What to produce ::
Collect each line of the material below that contains the word "wooden" and copy those lines out in full.

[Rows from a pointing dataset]
%%
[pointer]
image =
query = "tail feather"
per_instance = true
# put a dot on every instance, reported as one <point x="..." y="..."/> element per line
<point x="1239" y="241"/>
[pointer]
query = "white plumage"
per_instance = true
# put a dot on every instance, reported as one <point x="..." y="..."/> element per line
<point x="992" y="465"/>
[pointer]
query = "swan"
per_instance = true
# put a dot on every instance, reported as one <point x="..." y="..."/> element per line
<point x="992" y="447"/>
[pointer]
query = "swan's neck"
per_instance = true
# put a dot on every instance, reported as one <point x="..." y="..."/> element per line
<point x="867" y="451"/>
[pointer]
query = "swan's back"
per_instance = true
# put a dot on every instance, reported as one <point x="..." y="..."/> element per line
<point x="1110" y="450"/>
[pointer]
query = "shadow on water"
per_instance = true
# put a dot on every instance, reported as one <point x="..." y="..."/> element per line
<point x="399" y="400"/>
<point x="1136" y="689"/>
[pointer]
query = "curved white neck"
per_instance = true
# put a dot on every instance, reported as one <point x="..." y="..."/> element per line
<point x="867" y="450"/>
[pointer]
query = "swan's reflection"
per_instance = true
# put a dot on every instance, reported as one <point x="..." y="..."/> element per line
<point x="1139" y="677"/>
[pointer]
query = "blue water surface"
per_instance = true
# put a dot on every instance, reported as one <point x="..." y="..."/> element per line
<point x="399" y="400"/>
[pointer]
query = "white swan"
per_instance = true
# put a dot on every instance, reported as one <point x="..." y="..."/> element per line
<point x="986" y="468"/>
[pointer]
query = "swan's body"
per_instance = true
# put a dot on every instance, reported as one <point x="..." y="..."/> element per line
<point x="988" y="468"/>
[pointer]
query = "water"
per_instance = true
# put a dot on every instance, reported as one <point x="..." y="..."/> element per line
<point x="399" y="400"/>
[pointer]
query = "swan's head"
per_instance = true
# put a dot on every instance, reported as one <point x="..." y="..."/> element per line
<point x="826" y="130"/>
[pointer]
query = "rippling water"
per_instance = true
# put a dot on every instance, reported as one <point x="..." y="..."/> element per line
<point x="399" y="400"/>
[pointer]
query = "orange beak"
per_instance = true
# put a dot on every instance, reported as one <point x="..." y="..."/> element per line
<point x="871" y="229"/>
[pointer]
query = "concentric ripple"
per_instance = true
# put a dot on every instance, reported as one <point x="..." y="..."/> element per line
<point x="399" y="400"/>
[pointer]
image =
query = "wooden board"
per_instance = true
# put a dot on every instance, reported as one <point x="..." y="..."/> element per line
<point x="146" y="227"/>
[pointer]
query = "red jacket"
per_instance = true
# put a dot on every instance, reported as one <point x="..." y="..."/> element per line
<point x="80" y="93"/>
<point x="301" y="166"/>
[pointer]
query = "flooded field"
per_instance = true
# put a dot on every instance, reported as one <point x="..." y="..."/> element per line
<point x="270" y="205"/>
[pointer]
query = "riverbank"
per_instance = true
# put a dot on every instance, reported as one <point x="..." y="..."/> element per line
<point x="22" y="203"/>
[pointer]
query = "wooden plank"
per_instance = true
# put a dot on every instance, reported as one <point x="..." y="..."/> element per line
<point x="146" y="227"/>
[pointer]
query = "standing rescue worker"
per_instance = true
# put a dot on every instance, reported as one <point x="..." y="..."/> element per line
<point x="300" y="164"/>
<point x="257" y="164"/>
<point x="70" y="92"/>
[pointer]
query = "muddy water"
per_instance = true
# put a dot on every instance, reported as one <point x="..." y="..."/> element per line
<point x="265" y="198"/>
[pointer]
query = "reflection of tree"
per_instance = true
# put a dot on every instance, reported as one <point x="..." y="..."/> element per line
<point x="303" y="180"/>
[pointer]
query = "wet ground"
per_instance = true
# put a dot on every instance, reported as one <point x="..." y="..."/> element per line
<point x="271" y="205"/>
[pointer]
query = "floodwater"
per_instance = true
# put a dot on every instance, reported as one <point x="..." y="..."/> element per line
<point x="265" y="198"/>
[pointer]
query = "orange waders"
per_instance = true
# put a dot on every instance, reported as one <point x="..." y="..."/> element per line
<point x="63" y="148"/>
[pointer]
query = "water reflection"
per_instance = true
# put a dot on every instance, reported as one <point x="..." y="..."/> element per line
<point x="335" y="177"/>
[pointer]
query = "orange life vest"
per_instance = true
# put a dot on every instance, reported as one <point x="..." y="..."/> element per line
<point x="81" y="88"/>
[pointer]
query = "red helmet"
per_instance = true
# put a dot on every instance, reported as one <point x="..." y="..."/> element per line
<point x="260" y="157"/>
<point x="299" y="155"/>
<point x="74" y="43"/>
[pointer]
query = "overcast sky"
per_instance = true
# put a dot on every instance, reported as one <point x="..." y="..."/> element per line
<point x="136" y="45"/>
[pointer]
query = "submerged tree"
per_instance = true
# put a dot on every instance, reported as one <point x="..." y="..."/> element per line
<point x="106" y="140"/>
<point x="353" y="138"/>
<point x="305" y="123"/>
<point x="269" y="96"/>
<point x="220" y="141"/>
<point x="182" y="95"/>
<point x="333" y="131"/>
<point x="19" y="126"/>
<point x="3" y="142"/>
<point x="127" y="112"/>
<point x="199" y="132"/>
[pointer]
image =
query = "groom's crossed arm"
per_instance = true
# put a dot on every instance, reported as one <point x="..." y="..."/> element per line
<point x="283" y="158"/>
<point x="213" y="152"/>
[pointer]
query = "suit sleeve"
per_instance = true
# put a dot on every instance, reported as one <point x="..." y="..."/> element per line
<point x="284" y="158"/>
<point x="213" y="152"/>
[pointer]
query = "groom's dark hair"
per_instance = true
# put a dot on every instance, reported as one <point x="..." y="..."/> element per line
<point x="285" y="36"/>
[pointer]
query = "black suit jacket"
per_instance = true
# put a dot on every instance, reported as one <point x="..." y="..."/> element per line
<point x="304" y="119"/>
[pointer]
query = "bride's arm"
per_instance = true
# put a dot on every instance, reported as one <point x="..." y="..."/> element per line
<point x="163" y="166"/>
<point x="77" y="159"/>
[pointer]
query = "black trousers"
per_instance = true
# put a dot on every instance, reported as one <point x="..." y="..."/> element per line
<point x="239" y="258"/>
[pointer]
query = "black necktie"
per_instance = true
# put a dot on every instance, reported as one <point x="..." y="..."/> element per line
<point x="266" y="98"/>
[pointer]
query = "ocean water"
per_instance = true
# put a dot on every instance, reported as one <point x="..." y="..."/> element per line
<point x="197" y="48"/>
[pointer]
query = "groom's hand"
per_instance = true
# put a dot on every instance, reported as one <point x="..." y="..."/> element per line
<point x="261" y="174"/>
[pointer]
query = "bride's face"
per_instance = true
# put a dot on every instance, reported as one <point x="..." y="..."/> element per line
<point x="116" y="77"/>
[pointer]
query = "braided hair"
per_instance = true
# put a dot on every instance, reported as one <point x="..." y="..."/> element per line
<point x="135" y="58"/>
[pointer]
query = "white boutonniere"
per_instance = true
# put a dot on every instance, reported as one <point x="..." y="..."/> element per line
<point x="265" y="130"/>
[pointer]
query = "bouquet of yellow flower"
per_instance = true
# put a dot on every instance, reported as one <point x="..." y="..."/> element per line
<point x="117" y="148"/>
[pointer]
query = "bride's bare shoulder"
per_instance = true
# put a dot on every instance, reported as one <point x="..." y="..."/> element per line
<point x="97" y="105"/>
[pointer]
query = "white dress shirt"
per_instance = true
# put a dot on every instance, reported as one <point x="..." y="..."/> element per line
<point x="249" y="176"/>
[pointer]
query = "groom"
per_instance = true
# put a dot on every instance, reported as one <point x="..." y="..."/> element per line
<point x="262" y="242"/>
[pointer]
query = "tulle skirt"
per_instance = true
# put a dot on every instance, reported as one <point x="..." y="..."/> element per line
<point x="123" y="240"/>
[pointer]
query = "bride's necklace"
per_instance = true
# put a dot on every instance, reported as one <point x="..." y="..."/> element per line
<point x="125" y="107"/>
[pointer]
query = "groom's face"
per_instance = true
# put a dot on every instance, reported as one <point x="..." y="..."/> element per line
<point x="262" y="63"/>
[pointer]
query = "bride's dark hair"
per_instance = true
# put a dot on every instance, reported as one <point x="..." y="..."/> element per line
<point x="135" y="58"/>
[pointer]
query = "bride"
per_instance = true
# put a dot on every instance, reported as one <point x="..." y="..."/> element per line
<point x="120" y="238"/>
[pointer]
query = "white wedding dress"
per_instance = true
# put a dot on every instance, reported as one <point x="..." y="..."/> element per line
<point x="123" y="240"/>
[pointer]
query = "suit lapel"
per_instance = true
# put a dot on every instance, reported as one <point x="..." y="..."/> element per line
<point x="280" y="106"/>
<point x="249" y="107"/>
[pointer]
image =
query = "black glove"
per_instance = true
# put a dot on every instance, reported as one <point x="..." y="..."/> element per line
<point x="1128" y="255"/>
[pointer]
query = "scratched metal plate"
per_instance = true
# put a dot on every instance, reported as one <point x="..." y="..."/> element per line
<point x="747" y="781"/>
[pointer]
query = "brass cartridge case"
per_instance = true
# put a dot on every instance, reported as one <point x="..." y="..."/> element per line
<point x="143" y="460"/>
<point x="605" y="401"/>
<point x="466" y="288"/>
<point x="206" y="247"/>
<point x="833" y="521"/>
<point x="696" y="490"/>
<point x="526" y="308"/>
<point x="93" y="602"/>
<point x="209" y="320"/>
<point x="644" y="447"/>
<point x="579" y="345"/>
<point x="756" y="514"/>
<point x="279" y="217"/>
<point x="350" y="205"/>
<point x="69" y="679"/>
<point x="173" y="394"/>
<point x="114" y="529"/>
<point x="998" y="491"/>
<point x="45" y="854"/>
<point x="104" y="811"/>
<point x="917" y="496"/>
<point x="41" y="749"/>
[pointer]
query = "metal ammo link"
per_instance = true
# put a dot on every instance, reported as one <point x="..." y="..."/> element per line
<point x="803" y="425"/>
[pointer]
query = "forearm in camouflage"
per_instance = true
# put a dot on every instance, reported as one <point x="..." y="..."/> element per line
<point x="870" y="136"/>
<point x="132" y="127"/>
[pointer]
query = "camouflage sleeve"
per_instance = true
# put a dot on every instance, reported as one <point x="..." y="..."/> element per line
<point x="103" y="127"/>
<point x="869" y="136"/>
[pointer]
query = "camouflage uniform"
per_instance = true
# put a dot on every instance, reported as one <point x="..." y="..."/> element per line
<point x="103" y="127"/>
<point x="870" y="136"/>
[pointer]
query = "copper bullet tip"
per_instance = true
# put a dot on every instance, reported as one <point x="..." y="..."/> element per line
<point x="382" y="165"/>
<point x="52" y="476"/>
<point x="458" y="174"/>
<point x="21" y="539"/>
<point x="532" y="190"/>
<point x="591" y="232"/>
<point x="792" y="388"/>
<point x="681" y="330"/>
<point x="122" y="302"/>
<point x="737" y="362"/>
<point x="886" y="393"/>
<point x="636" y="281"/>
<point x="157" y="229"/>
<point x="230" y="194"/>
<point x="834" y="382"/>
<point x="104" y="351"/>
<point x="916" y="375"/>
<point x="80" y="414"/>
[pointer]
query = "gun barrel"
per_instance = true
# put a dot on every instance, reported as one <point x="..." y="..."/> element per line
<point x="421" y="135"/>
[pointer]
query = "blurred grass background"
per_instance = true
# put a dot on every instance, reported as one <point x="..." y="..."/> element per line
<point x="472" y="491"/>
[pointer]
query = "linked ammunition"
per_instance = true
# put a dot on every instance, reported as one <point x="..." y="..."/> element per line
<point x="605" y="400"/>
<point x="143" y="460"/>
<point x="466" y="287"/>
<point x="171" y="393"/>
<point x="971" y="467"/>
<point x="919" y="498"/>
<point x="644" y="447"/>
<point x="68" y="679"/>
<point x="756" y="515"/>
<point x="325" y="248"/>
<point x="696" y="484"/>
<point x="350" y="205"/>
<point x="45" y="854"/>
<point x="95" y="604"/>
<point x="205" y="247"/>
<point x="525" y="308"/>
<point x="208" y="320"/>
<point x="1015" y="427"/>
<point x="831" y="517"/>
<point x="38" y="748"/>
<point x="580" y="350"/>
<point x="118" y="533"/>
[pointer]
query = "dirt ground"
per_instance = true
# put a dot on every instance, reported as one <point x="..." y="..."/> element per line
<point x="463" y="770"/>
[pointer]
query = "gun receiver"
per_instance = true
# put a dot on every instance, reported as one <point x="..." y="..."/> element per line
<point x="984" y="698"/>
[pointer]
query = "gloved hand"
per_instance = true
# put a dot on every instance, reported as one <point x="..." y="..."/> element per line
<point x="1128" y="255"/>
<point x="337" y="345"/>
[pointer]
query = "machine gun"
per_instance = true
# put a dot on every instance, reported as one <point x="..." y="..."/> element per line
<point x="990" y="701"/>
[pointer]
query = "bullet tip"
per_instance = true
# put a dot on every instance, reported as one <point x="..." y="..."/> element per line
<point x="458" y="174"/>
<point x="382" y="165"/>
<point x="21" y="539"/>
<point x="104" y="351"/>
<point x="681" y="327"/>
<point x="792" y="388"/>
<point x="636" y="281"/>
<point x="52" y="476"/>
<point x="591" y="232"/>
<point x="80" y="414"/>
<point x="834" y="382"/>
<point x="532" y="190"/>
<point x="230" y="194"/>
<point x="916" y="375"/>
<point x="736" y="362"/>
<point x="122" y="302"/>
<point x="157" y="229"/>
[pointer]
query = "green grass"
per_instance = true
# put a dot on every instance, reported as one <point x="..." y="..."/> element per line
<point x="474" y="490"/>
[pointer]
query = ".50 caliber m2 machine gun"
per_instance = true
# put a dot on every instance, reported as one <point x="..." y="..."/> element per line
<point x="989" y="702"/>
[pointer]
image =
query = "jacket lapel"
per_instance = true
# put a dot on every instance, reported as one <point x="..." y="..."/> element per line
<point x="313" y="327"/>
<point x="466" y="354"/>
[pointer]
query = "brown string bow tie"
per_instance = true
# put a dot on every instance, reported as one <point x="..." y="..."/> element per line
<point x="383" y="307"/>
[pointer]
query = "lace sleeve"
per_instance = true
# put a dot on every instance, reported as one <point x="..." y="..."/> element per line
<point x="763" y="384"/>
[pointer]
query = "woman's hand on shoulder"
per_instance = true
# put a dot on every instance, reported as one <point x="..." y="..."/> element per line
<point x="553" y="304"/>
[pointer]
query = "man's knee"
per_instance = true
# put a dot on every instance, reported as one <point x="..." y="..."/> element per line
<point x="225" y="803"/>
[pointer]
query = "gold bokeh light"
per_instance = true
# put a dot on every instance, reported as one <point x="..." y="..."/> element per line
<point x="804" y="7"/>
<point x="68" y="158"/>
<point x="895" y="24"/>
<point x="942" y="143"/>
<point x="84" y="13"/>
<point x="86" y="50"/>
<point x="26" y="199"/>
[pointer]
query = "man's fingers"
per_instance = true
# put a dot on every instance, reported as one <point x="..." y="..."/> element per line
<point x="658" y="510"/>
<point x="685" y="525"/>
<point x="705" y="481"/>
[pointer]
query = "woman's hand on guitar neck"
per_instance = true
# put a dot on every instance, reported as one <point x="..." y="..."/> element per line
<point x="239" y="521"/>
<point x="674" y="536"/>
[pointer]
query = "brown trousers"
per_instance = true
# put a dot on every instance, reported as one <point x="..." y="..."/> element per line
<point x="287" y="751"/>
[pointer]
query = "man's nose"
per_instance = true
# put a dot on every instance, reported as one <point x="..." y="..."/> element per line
%%
Task response ::
query = "wooden board"
query = "wooden plank"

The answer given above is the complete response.